- **Extrait choisi**
Vous me dites qu’un homme est bien disposé vis-à-vis de moi ; qu’il a un ressentiment vis-à-vis de moi ; que le roi veut se conduire en père vis-à-vis de la nation. Dites que cet homme est bien disposé pour moi, à mon égard, en ma faveur ; qu’il a du ressentiment contre moi ; que le roi veut se conduire en père du peuple ; qu’il veut agir en père avec la nation, envers la nation : ou bien vous parlerez fort mal.

Quelques auteurs, qui ont parlé allobroge en français, ont dit élogier au lieu de louer, ou faire un éloge ; par contre au lieu d’au contraire ; éduquer pour élever, ou donner de l’éducation ; égaliser les fortunes pour égaler.

Ce qui peut le plus contribuer à gâter la langue, à la replonger dans la barbarie, c’est d’employer dans le barreau, dans les conseils d’État, des expressions gothiques dont on se servait dans le xive siècle : « Nous aurions reconnu ; nous aurions

  1. Sur cette locution, voyez la Requête à messieurs les Parisiens (en tête de la comédie de l’Écossaise) ; et aussi les lettres à d’Alembert, du 13 décembre 1756 ; à d’Olivet, du 3 janvier 1767. (B.)

- **Énoncé a**
Dans l'extrait choisi, relevez tous les termes et tours que certains auteurs, « qui ont parlé allobroge en français », ont employés à la place de la forme correcte.

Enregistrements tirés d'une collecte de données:
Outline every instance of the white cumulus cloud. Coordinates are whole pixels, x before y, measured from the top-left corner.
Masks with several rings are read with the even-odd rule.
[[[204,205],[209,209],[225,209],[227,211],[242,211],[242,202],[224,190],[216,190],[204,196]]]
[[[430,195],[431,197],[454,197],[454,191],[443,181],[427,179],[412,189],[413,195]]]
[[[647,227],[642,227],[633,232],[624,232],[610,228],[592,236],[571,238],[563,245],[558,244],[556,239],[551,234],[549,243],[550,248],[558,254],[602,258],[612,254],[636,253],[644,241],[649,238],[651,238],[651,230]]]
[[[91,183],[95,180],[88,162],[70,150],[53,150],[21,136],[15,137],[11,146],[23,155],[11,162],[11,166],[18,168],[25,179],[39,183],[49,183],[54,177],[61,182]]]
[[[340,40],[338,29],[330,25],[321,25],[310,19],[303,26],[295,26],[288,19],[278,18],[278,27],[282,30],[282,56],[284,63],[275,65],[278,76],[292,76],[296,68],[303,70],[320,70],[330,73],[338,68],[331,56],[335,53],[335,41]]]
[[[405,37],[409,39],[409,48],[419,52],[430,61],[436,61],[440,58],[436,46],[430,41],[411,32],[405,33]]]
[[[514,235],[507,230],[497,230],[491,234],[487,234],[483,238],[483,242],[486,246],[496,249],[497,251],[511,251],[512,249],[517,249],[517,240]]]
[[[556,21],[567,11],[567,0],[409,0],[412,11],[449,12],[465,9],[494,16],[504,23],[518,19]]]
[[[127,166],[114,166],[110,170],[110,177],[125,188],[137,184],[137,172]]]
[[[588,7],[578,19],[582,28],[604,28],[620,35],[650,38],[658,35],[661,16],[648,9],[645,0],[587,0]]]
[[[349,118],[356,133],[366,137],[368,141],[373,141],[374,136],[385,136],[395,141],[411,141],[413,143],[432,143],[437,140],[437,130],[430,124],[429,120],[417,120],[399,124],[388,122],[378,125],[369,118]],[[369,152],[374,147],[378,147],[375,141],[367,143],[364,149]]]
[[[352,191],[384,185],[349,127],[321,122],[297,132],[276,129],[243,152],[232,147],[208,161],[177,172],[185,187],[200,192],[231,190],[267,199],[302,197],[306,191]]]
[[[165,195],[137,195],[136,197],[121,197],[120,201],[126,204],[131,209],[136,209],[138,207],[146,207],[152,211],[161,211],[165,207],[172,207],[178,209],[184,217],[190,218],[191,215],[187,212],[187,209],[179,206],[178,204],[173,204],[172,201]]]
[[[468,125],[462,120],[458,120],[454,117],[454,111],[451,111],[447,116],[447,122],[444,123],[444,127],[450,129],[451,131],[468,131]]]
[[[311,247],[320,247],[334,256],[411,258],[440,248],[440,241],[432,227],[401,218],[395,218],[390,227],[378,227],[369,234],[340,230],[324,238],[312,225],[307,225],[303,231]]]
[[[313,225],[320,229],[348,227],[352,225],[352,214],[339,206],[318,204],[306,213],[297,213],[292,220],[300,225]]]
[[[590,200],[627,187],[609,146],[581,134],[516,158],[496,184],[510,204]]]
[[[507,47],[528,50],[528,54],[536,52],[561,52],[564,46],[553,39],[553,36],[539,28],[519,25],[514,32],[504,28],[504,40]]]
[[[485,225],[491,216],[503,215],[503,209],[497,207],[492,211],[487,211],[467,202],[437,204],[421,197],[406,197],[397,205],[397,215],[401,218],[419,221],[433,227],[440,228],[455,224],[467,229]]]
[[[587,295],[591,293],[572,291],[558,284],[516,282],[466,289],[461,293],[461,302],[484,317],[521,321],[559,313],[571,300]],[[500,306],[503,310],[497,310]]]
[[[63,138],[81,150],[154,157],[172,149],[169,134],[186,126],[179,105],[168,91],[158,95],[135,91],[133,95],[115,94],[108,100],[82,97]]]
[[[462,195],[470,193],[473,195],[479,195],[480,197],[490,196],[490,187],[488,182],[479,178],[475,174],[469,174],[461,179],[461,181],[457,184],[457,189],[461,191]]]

- **Énoncé b**
Comptez les lignes des enregistrements où figure la chaîne « rings » et ne donnez que ce nombre.

- **Réponse attendue a**
élogier ; par contre ; éduquer ; égaliser

- **Réponse attendue b**
1